Items from a data source
* * * *

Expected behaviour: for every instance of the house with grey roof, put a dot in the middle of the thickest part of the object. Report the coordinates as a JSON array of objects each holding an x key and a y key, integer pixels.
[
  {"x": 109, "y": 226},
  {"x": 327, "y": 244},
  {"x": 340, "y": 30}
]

* * * *

== Exercise details ==
Please write out each of the records above line for line, with no changes.

== Full solution ==
Expected behaviour: for every instance of the house with grey roof, put a dot in the middle of the thickest part of the object. Report the coordinates as a JSON array of objects each holding an x key and a y key, integer pixels.
[
  {"x": 109, "y": 226},
  {"x": 327, "y": 244},
  {"x": 340, "y": 30}
]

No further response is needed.